[START OF Extracted data]
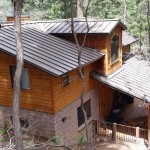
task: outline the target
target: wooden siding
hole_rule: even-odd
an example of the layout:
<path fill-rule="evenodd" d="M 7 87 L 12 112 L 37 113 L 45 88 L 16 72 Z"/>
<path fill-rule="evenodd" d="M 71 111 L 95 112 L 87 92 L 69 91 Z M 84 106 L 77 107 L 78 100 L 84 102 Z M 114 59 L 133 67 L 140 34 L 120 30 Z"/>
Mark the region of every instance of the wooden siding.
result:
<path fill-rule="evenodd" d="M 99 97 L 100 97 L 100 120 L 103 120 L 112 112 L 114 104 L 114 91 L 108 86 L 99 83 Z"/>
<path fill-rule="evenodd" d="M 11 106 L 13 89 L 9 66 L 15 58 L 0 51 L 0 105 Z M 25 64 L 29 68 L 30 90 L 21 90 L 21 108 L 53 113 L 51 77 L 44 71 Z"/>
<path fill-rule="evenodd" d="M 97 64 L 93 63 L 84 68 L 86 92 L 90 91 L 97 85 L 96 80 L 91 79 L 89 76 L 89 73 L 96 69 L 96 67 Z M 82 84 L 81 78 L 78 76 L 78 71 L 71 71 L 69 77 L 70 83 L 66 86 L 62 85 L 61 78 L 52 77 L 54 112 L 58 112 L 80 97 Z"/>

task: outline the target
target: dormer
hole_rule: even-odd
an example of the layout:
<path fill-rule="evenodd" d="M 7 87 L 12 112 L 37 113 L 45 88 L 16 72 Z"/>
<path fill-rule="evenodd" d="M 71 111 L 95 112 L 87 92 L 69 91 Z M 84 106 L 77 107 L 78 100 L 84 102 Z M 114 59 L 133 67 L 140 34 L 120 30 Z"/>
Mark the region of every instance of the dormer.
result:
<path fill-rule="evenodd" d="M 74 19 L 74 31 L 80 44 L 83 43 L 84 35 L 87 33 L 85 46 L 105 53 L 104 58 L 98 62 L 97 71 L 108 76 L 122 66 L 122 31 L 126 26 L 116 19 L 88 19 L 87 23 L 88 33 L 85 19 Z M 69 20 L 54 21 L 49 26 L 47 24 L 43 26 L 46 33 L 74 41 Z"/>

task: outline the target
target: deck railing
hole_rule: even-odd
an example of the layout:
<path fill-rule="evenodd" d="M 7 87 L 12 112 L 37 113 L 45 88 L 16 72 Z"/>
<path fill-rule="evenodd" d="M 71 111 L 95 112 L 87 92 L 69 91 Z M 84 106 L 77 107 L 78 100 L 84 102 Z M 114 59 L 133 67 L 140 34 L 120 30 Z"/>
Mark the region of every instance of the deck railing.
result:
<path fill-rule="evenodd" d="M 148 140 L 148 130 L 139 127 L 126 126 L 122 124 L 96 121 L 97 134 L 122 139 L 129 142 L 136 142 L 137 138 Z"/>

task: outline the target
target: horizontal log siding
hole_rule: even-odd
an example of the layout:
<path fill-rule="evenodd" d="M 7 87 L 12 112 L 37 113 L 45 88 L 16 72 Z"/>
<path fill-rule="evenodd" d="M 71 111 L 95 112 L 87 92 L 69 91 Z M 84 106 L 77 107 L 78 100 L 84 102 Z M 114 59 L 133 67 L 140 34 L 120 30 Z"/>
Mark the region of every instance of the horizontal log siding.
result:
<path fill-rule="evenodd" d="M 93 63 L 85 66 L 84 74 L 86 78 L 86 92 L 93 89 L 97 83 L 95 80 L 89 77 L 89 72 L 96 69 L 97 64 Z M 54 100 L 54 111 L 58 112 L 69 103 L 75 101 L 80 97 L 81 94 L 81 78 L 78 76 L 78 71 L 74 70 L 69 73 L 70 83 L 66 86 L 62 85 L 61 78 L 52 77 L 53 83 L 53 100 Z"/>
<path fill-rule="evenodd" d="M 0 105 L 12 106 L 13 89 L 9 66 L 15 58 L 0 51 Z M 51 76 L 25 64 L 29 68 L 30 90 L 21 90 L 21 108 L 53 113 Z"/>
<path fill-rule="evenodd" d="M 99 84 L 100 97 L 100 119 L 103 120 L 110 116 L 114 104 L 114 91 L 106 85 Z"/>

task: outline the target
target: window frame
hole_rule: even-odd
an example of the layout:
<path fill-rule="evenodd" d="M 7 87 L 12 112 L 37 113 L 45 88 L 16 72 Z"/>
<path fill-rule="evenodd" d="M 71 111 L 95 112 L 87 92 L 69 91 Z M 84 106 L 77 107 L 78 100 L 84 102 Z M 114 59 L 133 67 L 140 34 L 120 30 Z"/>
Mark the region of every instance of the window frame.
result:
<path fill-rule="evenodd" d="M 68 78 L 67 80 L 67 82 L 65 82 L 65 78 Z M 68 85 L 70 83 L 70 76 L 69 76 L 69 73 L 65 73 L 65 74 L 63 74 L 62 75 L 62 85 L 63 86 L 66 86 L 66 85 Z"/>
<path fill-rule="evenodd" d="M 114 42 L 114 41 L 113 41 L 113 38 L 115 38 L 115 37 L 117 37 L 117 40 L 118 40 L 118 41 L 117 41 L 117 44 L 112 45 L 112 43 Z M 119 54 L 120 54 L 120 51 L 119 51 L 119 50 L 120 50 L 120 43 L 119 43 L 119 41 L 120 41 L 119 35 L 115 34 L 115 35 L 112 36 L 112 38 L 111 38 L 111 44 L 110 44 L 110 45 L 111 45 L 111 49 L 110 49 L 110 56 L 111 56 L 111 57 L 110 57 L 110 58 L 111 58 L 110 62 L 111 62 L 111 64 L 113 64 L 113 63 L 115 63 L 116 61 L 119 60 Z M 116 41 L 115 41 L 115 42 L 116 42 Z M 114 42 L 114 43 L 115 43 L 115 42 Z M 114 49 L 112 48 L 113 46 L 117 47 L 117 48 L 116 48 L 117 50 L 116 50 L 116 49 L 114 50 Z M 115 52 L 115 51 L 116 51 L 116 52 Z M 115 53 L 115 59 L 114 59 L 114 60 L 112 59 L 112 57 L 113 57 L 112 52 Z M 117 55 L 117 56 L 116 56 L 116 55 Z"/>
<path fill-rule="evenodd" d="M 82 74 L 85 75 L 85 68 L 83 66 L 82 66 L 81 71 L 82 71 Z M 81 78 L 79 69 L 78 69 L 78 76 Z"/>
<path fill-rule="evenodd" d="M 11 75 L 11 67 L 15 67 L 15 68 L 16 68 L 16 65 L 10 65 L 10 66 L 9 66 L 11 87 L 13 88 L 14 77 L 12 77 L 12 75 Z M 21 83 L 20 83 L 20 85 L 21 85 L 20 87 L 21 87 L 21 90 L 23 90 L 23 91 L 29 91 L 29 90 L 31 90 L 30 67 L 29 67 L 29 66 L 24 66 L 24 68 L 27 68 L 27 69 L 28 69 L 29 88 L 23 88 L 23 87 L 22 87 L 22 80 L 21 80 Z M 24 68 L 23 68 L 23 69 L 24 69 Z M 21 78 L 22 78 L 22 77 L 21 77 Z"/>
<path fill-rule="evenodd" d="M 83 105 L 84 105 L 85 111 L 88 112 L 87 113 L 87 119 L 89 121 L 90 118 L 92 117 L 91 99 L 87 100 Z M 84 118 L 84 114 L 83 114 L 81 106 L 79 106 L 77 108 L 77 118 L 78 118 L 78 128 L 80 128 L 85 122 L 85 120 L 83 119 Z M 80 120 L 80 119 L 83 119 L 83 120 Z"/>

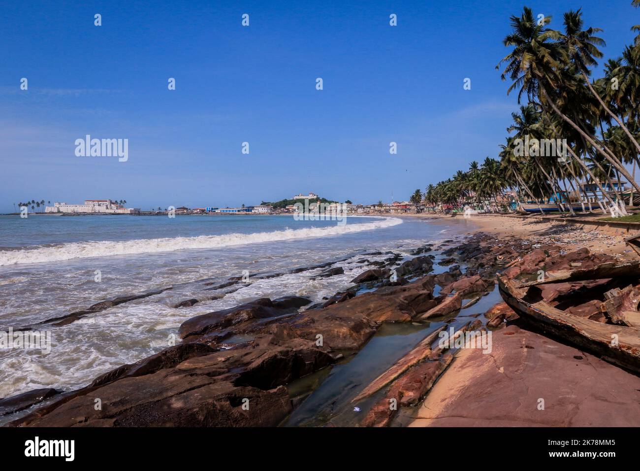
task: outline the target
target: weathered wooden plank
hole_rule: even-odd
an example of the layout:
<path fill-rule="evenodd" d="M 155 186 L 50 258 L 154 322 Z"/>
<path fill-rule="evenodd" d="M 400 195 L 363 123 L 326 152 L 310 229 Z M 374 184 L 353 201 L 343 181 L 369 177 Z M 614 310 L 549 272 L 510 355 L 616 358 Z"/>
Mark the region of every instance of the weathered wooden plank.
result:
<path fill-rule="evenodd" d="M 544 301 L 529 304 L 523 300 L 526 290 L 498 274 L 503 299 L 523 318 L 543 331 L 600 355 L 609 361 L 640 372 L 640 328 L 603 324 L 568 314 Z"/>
[END OF Extracted data]
Task prompt:
List each line in the data above that contains the word "instance".

Finished exercise:
Mark the region of every instance of the wooden siding.
Mark the region of every instance of the dormer.
Mark the region of every instance of the deck railing.
Mark the region of every instance of the horizontal log siding.
Mark the region of every instance of the window frame.
Mark the region of every instance of the weathered wooden plank.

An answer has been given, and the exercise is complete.